Shape outline entries:
== == ==

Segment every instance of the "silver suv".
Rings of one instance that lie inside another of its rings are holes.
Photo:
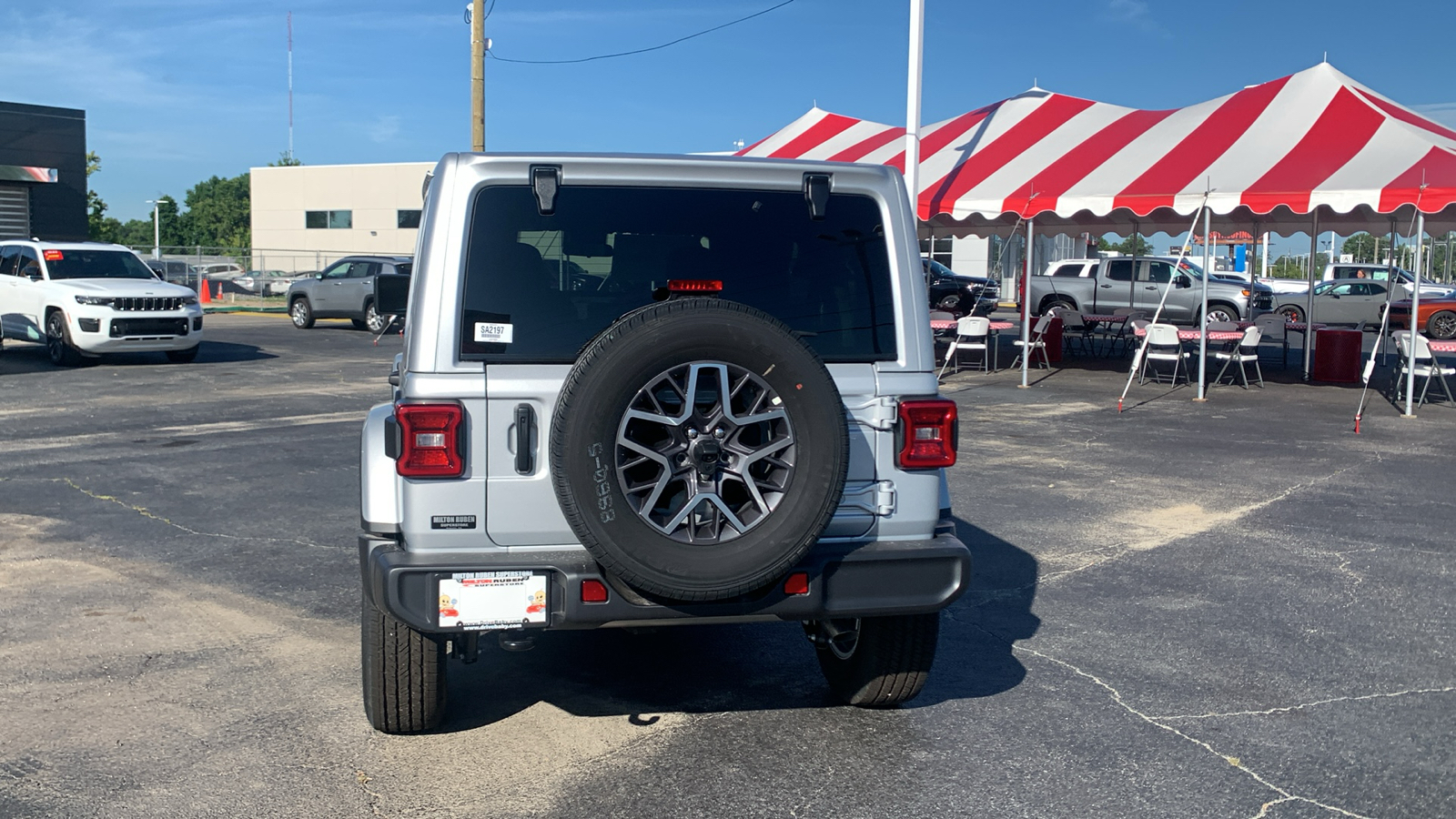
[[[345,256],[288,286],[288,318],[309,329],[314,319],[349,319],[358,329],[384,332],[386,313],[374,307],[374,277],[409,275],[409,256]]]
[[[970,552],[898,173],[447,154],[415,258],[361,447],[376,729],[491,632],[796,621],[842,700],[919,694]]]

== == ==

* Problem to work on: Arrange the lines above as a numbered list, skipping any blank lines. Leave the pictures out of your answer.

* Exercise solution:
1. Segment every instance of the "silver suv".
2. Rings of one instance that lie inside another of its rings are holes.
3. Photo:
4. [[[345,256],[288,286],[288,318],[309,329],[314,319],[349,319],[358,329],[384,332],[386,313],[374,307],[374,277],[409,275],[409,256]]]
5. [[[970,552],[898,173],[447,154],[415,258],[361,447],[376,729],[491,632],[796,621],[842,700],[919,694]]]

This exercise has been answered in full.